*EXERCISE DIRECTIONS:* Extract every line from the rows below that contains the word "window", copying each line in full.

(Excerpts of pointing data)

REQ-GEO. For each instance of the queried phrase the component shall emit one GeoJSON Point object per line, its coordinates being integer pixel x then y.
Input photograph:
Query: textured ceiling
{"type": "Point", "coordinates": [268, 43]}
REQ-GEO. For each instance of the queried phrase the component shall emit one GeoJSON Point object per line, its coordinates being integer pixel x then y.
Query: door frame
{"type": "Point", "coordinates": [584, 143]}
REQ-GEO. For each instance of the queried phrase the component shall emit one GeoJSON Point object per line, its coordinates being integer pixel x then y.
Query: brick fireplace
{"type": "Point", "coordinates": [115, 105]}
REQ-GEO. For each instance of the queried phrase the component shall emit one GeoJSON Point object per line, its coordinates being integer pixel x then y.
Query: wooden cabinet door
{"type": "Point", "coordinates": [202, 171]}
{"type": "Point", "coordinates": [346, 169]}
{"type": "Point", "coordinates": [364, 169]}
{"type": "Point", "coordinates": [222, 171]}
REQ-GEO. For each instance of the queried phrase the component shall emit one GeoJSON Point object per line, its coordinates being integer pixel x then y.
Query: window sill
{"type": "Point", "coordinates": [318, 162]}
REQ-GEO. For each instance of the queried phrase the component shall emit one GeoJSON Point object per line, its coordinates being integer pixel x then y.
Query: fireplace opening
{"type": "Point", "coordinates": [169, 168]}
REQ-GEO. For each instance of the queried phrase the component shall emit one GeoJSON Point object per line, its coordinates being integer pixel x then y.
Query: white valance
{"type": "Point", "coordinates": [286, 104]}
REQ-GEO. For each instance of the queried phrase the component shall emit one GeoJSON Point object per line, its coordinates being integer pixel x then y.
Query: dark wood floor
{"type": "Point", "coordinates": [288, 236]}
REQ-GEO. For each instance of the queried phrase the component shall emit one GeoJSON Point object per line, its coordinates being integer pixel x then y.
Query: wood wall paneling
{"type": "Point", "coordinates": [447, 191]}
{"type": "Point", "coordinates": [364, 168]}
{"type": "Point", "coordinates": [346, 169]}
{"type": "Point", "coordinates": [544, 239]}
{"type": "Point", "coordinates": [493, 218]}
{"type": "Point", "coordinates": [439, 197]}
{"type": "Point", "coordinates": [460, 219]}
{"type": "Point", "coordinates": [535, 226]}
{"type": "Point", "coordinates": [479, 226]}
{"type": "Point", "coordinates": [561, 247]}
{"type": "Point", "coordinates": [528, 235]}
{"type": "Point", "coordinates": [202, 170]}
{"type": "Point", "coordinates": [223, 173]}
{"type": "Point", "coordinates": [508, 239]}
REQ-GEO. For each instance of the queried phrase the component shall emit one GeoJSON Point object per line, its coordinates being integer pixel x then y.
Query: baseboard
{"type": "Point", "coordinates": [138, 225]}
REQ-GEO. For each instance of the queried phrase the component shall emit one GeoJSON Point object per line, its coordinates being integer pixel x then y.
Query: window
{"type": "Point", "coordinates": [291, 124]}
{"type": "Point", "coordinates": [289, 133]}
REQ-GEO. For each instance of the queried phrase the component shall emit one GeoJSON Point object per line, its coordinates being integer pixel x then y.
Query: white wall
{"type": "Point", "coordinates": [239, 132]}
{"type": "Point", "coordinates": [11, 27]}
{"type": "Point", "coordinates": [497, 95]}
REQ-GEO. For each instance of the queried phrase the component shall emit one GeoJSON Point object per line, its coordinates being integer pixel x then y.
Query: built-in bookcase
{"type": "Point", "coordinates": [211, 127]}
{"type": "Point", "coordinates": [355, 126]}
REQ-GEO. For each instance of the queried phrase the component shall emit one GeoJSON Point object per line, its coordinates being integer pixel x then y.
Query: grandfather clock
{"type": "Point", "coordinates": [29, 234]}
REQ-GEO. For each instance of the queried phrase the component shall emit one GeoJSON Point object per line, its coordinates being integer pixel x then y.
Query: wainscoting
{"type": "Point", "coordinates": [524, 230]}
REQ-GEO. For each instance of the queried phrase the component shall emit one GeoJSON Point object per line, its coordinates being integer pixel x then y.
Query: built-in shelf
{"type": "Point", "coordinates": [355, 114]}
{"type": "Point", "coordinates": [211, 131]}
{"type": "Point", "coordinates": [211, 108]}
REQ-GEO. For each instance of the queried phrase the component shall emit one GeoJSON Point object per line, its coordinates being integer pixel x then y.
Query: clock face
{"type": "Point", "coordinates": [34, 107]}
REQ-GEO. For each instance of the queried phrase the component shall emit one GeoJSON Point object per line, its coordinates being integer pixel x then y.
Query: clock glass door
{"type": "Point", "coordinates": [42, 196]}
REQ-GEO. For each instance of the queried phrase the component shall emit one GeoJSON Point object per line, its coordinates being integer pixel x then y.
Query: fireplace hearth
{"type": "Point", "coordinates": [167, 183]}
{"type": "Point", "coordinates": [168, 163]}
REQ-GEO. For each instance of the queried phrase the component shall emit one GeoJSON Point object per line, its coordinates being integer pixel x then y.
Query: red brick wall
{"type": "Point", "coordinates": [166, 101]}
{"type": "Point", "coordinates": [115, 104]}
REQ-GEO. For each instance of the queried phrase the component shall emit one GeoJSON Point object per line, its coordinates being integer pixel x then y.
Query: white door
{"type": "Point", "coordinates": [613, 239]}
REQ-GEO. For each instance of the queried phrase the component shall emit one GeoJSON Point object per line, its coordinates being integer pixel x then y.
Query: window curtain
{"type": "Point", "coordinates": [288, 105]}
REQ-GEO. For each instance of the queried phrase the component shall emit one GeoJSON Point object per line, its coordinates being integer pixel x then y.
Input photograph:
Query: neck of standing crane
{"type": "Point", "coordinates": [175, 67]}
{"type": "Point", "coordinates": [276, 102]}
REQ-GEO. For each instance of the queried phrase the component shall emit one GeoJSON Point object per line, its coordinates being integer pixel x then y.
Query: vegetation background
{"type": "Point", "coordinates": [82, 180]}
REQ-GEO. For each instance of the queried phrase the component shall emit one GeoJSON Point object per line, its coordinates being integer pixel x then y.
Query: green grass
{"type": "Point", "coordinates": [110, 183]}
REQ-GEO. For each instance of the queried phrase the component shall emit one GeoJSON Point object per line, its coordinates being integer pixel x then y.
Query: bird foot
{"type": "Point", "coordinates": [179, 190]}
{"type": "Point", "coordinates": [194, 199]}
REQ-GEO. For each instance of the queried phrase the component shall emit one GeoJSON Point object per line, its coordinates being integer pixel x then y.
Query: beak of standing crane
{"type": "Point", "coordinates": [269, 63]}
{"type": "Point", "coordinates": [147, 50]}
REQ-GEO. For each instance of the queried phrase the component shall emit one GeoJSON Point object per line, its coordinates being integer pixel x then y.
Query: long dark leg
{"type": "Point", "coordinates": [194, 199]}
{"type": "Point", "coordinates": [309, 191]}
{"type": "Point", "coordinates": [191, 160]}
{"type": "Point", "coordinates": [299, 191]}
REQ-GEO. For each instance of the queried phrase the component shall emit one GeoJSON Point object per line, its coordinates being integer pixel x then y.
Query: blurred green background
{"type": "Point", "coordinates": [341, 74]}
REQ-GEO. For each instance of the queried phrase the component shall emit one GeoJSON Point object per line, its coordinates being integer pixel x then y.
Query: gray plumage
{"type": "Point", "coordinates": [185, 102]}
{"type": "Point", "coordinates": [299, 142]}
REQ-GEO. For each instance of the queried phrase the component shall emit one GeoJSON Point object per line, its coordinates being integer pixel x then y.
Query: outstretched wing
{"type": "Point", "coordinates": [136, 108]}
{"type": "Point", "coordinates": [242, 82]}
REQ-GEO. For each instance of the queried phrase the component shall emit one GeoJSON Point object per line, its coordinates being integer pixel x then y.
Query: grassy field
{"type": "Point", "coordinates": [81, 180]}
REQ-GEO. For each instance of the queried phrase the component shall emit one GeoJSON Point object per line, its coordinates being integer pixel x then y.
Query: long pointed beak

*WRITTEN ANSWER:*
Query: window sill
Query: window
Query: window curtain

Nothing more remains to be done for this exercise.